Which lines in the records below contain the word "ring"? Return each of them.

▸ Source material
============
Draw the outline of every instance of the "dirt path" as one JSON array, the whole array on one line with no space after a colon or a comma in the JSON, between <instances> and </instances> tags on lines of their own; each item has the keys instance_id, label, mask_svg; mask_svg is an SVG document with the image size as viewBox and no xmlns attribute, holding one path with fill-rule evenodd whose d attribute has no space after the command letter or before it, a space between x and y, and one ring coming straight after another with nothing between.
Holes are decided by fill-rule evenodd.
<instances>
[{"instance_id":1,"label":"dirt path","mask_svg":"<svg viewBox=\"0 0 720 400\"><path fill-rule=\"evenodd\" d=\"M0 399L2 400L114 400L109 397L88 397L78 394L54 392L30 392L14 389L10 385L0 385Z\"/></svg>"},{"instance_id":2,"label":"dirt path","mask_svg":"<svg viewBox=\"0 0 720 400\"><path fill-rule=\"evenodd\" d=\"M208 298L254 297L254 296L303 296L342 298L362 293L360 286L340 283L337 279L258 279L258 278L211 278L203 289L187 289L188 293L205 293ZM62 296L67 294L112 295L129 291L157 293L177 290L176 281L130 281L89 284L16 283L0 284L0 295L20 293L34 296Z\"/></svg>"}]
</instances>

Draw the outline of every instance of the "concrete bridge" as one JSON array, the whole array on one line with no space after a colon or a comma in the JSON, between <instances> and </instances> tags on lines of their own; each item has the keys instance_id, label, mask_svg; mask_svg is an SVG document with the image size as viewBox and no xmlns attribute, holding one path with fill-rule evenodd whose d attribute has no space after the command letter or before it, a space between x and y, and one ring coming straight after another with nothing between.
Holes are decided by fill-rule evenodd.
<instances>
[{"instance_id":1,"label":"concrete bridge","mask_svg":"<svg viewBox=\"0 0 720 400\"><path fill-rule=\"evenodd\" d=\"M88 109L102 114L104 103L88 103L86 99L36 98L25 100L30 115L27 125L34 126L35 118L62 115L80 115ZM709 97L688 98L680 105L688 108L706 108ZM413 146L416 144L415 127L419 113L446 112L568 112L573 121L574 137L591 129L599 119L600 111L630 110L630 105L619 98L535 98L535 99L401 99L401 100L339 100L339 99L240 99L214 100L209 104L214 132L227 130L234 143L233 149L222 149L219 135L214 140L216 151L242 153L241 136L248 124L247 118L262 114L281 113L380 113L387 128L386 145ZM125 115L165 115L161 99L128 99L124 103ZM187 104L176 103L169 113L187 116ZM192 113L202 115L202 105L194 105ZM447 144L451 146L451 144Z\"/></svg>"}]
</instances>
============
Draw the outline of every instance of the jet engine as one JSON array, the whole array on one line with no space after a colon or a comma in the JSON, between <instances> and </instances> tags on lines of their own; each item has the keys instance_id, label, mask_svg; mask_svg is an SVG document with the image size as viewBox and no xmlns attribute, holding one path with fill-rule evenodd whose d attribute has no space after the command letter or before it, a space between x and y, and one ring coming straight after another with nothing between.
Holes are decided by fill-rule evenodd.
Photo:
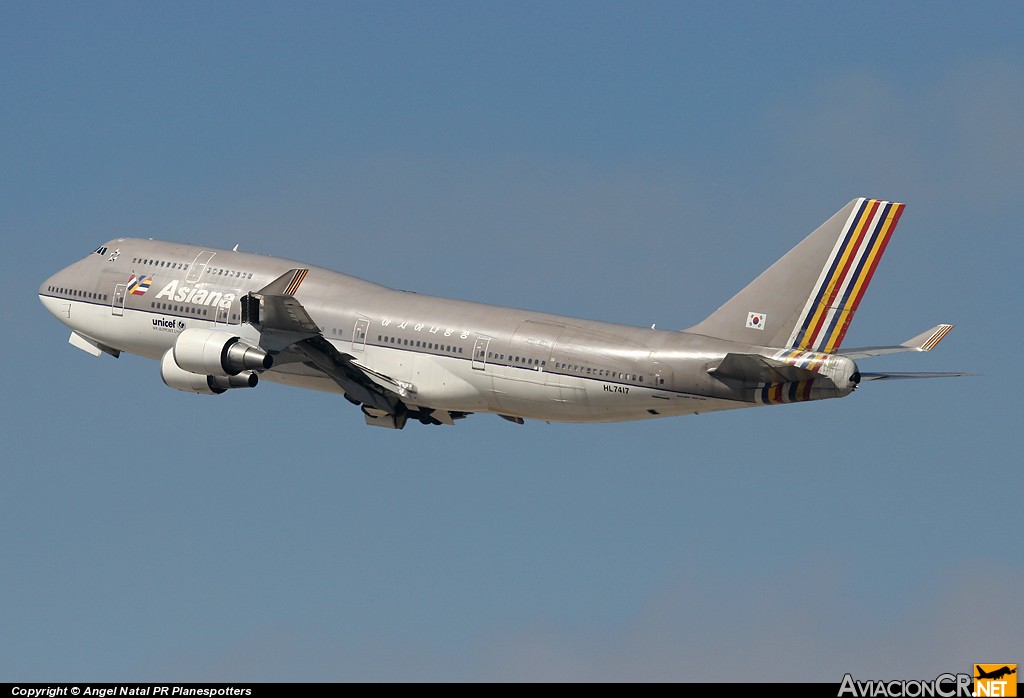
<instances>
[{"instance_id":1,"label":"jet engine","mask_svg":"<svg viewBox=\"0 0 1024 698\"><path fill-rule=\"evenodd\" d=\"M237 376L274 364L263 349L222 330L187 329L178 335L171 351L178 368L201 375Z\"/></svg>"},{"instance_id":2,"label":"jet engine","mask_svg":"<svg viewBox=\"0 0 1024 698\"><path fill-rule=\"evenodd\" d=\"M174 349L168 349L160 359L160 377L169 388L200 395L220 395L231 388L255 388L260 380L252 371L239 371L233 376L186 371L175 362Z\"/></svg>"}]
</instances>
============
▸ Answer to the problem
Draw the outline of every instance of the "dirt path" as one JSON array, the whole array on one line with no space after a colon or a comma in the JSON, between <instances> and </instances> tags on lines of their own; each item has the keys instance_id, label, mask_svg; mask_svg is an SVG document with the image size as viewBox and no xmlns attribute, holding one path with fill-rule evenodd whose d attribute has no space after the command letter or before it, a space between x and y, and one ring coming straight after another with nothing between.
Draw the outline of every instance of the "concrete bridge" as one JSON array, the whole array on one line with no space after a colon or a comma in the JSON, between <instances> and </instances> tags on lines of their own; each item has the keys instance_id, label, mask_svg; mask_svg is an SVG document with the image size as viewBox and no xmlns attribute, holding one path with fill-rule evenodd whose d attribute has no space after the command letter or before it, a space between x and y, and one ring coming straight after another with nothing between.
Draw the outline of every instance of the jet engine as one JSON array, the whole array on one line with no space after a colon or a comma in the JSON, between <instances> and </instances> tags on lines of their own; each item has the keys instance_id, label, mask_svg; mask_svg is an SVG document with the image size as viewBox and no xmlns attribute, holding one path with fill-rule evenodd whose d attribute has no space after the command letter or before it, a space between x and y, and one ring coming straight after another with nothing between.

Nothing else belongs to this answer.